- Supplied information -
--- begin ---

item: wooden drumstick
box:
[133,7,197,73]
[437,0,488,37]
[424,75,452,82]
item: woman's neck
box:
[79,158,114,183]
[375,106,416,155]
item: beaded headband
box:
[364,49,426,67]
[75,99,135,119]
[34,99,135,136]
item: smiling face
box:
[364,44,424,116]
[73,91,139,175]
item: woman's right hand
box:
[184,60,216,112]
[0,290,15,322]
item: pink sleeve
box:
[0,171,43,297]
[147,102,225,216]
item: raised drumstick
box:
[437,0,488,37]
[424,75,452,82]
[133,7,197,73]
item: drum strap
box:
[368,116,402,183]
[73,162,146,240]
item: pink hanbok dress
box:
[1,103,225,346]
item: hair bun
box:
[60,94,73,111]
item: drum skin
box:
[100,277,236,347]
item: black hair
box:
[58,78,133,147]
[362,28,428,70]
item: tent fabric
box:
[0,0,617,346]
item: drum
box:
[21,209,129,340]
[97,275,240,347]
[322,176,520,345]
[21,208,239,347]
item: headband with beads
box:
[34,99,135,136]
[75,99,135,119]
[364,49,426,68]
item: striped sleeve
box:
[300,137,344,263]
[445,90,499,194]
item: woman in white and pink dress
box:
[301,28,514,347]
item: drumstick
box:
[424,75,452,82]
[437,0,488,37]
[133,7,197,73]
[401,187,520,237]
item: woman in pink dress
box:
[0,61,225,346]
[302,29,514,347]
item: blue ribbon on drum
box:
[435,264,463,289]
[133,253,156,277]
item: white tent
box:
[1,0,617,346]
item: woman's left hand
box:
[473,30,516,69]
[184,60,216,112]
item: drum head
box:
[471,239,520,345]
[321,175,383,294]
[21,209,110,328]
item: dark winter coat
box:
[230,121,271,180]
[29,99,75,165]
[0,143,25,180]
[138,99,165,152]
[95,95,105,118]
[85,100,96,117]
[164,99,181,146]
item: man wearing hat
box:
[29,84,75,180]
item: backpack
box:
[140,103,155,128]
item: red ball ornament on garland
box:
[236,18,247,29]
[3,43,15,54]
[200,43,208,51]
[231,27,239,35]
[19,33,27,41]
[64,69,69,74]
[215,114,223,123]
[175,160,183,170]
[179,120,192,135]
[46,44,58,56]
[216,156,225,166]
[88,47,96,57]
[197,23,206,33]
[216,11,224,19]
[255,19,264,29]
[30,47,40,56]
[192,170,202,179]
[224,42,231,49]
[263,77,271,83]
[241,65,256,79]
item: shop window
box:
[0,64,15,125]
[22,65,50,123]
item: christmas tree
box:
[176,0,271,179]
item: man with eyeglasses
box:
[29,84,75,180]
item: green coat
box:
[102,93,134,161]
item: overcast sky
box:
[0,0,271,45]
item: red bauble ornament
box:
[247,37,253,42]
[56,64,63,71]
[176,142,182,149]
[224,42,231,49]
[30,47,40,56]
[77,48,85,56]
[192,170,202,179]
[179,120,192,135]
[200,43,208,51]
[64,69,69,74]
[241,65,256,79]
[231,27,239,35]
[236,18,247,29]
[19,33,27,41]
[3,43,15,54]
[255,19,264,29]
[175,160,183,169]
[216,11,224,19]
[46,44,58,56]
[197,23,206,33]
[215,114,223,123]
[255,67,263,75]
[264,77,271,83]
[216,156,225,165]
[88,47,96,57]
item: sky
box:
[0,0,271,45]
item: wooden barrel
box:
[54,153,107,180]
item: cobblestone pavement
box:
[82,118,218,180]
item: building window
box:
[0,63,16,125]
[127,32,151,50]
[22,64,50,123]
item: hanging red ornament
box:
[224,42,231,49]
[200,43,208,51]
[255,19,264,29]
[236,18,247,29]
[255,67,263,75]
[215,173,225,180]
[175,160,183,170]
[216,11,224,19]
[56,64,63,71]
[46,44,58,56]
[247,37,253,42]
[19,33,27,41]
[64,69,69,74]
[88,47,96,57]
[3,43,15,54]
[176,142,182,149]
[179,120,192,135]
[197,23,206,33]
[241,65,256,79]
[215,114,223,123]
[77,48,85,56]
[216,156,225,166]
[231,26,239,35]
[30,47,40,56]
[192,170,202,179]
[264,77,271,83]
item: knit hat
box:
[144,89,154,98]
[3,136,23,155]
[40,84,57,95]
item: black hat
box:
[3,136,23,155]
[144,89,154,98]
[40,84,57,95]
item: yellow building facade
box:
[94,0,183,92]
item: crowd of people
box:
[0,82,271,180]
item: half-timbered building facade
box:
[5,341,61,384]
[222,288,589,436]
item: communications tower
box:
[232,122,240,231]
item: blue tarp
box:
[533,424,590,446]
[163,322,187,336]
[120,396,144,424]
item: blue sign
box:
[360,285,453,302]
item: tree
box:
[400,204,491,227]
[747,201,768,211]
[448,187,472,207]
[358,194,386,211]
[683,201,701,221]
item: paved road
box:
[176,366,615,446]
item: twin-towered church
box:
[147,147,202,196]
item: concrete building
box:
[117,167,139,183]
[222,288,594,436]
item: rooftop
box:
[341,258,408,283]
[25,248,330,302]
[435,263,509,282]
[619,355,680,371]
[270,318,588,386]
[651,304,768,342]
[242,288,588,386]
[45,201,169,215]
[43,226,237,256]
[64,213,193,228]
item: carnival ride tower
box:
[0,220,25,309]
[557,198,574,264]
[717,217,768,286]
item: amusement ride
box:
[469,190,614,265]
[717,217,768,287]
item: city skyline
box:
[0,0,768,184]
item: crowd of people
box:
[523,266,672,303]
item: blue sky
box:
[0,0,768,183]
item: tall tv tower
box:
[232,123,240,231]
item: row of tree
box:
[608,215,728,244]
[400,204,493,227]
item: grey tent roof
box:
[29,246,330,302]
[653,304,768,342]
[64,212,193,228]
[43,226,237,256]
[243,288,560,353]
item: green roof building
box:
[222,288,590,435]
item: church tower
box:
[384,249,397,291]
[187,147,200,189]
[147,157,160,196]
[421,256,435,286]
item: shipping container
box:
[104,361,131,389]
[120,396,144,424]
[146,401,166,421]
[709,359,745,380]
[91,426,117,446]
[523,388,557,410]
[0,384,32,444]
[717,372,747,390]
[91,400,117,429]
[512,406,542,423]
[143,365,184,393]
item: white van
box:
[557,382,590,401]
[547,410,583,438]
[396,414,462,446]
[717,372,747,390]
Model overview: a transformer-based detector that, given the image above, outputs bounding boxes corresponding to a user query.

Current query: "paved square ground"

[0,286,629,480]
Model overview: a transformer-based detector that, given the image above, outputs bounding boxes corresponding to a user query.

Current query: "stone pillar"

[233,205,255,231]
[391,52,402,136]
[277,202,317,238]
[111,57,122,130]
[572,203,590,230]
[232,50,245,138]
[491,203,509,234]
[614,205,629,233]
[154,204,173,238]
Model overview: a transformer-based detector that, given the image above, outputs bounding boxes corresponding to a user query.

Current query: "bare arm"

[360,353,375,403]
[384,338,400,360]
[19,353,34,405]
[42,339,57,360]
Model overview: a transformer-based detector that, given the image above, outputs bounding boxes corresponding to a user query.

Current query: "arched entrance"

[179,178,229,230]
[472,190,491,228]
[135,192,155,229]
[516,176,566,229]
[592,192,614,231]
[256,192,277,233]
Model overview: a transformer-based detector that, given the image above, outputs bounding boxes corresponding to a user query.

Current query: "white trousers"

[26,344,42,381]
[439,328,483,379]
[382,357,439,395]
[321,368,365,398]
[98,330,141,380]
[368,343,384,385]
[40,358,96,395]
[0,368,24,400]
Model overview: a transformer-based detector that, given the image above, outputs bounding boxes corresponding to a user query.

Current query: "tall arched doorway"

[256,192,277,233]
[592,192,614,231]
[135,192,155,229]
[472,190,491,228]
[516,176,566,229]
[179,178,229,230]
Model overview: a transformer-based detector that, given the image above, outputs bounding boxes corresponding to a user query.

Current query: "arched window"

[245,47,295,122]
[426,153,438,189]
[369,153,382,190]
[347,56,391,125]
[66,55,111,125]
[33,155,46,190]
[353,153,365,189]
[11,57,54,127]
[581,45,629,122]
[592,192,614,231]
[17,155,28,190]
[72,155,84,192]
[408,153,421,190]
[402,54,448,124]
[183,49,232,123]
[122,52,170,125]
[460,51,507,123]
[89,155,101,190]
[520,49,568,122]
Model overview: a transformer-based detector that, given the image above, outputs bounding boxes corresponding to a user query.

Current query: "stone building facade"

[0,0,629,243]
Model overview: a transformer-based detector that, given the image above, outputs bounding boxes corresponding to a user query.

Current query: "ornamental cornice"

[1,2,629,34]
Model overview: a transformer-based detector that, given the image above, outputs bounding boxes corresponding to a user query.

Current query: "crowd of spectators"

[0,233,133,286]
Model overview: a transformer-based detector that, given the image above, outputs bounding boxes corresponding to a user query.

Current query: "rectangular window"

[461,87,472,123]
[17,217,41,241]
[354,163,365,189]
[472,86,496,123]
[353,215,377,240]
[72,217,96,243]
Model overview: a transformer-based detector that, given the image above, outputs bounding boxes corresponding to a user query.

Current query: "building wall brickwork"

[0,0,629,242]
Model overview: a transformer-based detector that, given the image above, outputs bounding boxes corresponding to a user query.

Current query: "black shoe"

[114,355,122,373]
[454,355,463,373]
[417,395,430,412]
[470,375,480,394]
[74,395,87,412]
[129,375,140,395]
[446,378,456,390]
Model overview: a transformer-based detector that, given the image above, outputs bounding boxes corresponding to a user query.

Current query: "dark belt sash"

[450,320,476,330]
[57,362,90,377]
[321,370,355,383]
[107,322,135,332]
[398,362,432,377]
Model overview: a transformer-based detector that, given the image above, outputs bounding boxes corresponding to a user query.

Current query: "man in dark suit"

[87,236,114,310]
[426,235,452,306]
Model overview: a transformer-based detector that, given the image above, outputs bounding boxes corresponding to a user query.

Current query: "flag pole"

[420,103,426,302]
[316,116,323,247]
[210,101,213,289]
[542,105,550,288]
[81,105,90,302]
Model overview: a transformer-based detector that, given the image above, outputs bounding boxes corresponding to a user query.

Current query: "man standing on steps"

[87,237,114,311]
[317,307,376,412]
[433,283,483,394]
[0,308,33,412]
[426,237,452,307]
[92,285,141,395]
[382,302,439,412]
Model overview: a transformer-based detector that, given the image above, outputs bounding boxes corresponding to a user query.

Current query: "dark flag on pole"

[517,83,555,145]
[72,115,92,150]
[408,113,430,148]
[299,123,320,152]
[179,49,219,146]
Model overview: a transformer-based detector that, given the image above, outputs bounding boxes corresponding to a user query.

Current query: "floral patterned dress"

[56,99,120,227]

--- end ---

- Exercise prompt -
Rescale every line from the start of the records through the line containing "[364,49,426,68]", both ends included, and reproduce all of them, item and box lines as well. Multiply each bounding-box coordinate by 1.45 and round to whole numbers, with halves rounding up.

- Result -
item: wooden drumstick
box:
[193,10,286,106]
[634,0,708,54]
[615,109,655,119]
item: woman's neck
box:
[115,229,165,265]
[544,154,603,225]
item: beaded headband
box:
[528,71,618,97]
[109,144,196,173]
[49,144,196,197]
item: smiling face
box:
[528,64,615,168]
[106,132,202,254]
item: woman's right hand
box:
[267,87,313,162]
[0,421,22,467]
item: pink sleeve
box:
[0,248,62,431]
[213,148,326,313]
item: raised drumstick
box:
[634,0,708,54]
[615,109,655,119]
[193,10,286,106]
item: drum strap
box:
[534,168,583,265]
[106,235,212,348]
item: pink hanbok dress
box:
[1,149,326,502]
item: hair bun
box:
[87,136,106,161]
item: drum skin
box:
[145,402,342,503]
item: black hair
box:
[84,113,193,213]
[525,41,621,102]
item: tent fabric
box:
[0,0,895,502]
item: drum
box:
[30,303,187,493]
[141,399,348,503]
[467,255,754,500]
[30,302,347,503]
item: headband with beads
box:
[49,144,196,197]
[109,144,196,173]
[528,71,618,99]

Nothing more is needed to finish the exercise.